> **Region segmentation data**:
------------------------------------------------
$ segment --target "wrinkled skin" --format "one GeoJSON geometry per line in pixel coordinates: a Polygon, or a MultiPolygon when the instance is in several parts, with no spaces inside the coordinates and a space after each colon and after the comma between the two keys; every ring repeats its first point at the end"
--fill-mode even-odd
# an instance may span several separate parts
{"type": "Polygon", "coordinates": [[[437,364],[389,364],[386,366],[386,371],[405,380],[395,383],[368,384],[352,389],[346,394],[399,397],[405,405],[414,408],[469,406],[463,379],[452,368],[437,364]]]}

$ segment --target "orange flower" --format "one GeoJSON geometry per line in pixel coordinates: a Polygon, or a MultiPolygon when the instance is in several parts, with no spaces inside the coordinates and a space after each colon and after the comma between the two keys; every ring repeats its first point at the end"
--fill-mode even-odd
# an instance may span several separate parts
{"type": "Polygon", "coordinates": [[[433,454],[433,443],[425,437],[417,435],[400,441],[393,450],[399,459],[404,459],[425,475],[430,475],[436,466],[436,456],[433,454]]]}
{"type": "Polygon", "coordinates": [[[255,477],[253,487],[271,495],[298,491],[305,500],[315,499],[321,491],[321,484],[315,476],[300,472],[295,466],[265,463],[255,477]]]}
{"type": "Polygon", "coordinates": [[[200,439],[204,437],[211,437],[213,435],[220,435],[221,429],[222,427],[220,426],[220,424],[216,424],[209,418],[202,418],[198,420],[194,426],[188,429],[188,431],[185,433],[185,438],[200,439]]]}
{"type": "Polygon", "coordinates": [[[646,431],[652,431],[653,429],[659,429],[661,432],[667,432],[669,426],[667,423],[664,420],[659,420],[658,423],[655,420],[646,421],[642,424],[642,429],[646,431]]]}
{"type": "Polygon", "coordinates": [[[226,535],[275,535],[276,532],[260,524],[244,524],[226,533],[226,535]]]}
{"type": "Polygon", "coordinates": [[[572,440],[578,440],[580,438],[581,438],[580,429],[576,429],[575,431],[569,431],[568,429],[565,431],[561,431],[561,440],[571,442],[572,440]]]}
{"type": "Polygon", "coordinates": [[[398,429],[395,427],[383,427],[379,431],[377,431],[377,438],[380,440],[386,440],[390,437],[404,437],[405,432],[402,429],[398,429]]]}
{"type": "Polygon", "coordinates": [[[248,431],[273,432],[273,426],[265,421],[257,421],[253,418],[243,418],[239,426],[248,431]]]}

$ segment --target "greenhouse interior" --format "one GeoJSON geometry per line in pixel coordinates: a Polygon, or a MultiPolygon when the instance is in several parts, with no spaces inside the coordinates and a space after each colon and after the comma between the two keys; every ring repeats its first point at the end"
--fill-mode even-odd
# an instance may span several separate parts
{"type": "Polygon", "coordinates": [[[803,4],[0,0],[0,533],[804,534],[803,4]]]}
------------------------------------------------
> **EXERCISE DESCRIPTION**: How many lines in the listing above contain the string "MultiPolygon", with case counting? Reply with the number only.

> **REPLY TO THE EXERCISE**: 3